* SUPPLIED PASSAGE *
During his time at Oxford, Prior met Peter Geach and William Kneale, influenced John Lemmon, and corresponded with the adolescent Saul Kripke. Logic in the United Kingdom was then in a rather low state, being "deeply out of fashion and its practitioners were isolated and somewhat demoralized." Prior arranged a Logical Colloquium which brought together such logicians as John Lemmon, Peter Geach, Czesław Lejewski and more. The colloquiums were a great success and, together with Prior's John Locke lecture and his visits around the country, he helped revitalize British logic. From 1959 to 1966, he was Professor of Philosophy at the University of Manchester, having taught Osmund Lewry. From 1966 until his death he was Fellow and Tutor in philosophy at Balliol College, Oxford. His students include Max Cresswell, Kit Fine, and Robert Bull.

Almost entirely self-taught in modern formal logic, Prior published four major papers on logic in 1952, when he was 38 years of age, shortly after discovering the work of Józef Maria Bocheński and Jan Łukasiewicz, despite very little of Łukasiewicz's work being translated into English. He went so far as to read untranslated Polish texts without being able to speak Polish claiming "the symbols are so illuminating that the fact that the text is incomprehensible doesn’t much matter". He went on to employ Polish notation throughout his career. Prior (1955) distills much of his early teaching of logic in New Zealand. Prior's work on tense logic provides a systematic and extended defense of a tensed conception of reality in which propositional statements can change truth value over time.

* INPUT DATA *
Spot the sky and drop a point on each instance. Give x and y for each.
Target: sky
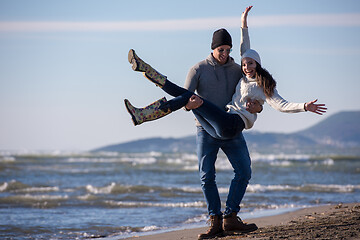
(64, 72)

* PROMPT A *
In the passage on Prior, during which years was he Professor of Philosophy at the University of Manchester?
* PROMPT B *
List every person the passage on Prior names as someone he taught or as one of his students.

* TASK RESULT A *
From 1959 to 1966.

* TASK RESULT B *
Osmund Lewry, Max Cresswell, Kit Fine, Robert Bull